[SUPPLIED RECORDS]
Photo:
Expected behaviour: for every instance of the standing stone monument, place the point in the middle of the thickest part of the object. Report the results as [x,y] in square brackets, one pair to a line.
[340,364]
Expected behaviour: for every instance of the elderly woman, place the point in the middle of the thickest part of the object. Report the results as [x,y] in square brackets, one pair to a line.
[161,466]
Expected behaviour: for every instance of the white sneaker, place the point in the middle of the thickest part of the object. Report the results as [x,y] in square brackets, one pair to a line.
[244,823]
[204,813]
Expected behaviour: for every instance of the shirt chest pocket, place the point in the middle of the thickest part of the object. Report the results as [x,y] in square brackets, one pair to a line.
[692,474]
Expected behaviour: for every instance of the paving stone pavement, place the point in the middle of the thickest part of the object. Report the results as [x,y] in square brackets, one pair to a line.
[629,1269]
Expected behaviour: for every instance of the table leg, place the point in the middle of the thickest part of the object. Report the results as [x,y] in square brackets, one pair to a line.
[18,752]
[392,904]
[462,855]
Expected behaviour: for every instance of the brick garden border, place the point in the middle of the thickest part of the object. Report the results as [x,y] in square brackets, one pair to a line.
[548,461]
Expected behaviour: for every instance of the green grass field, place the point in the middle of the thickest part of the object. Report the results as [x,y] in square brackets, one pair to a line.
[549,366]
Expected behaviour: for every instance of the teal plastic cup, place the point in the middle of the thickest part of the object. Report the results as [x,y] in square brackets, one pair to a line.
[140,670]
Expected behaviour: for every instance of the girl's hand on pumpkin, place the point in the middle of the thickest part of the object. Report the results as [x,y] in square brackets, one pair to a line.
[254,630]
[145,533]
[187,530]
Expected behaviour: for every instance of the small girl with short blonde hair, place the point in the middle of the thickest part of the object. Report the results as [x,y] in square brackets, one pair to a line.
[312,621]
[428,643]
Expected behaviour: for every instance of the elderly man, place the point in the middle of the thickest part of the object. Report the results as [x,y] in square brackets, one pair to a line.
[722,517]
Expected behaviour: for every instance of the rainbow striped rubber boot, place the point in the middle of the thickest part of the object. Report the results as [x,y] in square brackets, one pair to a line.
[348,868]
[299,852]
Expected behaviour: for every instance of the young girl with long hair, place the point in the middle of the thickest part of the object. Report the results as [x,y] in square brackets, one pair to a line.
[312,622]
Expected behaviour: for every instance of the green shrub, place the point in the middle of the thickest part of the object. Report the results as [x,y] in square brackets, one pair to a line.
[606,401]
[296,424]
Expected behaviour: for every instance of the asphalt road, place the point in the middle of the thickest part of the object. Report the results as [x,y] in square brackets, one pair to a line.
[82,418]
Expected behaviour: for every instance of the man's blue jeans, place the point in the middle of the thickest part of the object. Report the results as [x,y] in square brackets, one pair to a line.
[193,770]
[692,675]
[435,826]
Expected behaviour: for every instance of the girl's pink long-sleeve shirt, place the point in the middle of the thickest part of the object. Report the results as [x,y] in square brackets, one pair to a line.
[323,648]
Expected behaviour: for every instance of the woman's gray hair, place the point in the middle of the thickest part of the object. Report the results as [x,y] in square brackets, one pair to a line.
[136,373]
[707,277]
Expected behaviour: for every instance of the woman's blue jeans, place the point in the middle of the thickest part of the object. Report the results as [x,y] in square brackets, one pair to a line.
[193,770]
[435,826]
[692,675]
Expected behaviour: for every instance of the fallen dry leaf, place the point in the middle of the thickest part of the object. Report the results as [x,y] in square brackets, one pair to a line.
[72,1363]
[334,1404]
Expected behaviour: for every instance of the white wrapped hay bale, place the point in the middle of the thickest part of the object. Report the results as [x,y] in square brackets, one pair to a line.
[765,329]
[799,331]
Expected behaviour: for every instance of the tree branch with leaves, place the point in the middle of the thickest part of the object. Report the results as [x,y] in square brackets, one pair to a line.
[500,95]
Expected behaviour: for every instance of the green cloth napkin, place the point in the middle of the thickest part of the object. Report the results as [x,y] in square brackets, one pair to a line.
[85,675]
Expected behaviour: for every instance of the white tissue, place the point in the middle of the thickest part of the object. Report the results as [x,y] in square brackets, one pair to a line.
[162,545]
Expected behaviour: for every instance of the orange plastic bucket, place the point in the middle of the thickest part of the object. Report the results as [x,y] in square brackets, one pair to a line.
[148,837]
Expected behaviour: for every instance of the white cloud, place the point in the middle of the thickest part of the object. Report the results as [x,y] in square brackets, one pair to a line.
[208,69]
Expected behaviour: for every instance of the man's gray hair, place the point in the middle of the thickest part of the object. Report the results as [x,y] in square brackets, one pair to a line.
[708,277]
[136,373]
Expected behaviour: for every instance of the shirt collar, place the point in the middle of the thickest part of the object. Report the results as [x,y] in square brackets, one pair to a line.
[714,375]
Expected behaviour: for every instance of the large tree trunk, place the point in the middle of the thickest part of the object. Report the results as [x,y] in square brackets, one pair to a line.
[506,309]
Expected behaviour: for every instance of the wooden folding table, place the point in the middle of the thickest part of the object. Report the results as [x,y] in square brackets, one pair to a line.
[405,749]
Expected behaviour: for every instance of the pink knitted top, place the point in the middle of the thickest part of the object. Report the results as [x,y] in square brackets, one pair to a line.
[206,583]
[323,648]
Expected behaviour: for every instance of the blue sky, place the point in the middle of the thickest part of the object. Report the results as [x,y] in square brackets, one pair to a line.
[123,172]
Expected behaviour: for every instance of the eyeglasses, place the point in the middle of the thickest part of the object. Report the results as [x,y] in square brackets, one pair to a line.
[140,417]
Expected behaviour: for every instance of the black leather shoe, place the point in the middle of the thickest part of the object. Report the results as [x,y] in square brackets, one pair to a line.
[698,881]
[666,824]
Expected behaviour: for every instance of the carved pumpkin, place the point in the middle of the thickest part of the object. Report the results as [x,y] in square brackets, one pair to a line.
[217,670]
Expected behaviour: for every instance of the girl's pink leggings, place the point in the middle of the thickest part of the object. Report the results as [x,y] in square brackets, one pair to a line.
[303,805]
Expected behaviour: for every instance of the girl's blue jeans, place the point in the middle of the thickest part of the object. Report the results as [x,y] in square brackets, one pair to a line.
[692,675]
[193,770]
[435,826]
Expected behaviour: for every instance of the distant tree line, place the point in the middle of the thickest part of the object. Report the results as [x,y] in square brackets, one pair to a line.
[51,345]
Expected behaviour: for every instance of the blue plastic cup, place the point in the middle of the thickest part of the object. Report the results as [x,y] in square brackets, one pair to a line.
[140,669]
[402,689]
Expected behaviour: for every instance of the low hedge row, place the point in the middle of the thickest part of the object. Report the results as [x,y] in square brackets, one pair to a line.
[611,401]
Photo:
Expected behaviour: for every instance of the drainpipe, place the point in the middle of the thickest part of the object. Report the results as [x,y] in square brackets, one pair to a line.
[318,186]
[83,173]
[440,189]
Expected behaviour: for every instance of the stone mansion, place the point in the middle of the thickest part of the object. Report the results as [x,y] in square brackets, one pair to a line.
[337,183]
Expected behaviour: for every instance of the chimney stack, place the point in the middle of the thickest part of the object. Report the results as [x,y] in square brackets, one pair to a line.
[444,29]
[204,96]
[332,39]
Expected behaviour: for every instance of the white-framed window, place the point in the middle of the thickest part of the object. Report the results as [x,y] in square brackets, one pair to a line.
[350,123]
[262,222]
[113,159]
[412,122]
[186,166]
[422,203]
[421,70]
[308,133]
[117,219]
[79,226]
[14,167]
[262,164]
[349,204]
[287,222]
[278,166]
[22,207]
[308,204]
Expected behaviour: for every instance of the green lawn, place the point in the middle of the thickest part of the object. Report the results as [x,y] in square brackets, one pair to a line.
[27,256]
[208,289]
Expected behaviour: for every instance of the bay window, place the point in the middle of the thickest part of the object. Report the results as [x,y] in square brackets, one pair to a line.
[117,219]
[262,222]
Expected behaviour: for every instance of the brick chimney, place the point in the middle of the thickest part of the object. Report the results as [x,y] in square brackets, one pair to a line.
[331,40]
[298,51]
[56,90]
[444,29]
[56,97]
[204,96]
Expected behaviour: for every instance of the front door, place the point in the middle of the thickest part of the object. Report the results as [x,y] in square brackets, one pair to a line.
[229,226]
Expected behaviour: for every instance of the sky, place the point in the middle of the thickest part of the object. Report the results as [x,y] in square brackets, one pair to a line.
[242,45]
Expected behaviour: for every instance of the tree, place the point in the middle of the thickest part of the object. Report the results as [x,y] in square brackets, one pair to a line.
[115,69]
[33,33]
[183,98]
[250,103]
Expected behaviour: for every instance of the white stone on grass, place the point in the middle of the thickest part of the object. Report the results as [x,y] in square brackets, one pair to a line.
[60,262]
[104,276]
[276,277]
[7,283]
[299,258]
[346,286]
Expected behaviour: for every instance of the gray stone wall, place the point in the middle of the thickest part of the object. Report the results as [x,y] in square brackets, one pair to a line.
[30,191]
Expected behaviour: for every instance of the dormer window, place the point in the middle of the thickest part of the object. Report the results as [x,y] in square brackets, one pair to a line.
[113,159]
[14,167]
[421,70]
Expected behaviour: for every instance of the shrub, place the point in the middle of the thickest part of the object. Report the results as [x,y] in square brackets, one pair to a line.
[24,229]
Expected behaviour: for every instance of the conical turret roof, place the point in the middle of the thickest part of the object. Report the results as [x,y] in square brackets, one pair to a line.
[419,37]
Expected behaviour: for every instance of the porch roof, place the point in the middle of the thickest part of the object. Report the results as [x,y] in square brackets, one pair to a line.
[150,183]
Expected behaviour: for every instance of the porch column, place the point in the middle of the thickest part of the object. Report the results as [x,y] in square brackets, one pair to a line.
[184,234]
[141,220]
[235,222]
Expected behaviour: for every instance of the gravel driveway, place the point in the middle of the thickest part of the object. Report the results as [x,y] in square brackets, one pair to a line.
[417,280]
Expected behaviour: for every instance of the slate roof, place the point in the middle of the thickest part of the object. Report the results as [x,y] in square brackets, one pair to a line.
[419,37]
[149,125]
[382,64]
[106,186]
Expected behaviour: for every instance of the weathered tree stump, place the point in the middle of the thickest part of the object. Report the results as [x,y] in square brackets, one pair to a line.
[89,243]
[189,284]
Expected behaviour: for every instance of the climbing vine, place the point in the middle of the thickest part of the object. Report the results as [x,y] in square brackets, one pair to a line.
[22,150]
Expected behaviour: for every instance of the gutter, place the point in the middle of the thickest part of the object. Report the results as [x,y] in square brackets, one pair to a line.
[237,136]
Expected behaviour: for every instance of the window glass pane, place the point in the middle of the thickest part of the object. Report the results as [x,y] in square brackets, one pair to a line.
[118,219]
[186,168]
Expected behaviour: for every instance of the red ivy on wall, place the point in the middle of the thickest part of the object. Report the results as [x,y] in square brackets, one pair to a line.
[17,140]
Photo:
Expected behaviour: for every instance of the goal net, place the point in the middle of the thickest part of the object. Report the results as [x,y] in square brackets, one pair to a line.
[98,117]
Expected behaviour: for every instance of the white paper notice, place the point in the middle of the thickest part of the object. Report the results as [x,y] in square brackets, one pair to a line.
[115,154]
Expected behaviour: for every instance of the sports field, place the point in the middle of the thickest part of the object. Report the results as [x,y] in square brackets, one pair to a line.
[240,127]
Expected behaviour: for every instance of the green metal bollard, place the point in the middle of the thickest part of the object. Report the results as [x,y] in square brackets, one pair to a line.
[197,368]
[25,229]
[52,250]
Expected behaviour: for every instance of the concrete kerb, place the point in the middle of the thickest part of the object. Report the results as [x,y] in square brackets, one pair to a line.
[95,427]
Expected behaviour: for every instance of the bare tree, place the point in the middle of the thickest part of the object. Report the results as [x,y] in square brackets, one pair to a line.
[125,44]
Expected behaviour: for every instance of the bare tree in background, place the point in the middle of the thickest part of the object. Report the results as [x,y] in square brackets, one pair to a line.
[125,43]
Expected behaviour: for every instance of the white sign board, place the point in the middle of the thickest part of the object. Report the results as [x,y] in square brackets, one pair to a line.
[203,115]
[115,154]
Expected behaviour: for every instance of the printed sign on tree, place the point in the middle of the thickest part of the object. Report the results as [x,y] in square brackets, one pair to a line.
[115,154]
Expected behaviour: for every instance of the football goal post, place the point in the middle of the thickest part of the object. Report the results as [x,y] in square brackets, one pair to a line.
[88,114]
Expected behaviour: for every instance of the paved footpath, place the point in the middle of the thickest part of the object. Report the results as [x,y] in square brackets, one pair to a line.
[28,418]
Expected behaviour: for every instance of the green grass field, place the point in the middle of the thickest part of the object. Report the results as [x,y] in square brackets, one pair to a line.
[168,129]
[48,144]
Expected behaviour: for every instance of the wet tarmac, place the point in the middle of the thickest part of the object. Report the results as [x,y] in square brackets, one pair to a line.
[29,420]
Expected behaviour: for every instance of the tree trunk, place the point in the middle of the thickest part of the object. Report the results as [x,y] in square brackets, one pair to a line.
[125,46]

[WORK INSTRUCTIONS] Print the line containing "Expected behaviour: for every instance of the paved" and every line after it to the end of the records above, exactly as written, and nothing else.

[SOLUTION TO THIS PROBLEM]
Expected behaviour: for every instance of the paved footpath, place the point in the middle of the thickest part of the object. Report the results as [x,y] in square brackets, one pair to a line.
[28,418]
Expected behaviour: for every instance of the green grass field, place the point in the middle of the thickest part of the object. Report the results as [x,y] in square brackets, one pair to a line.
[168,129]
[48,144]
Expected behaviour: for every instance of the wet tarmac, place the point in the middle of the thickest part of the object. Report the results as [x,y] in square brackets, one pair to a line.
[29,420]
Expected behaviour: for every instance of the tree trunk, place the point in the middle of the thickest part of the object. Report the results as [x,y] in square brackets, one pair to a line.
[125,46]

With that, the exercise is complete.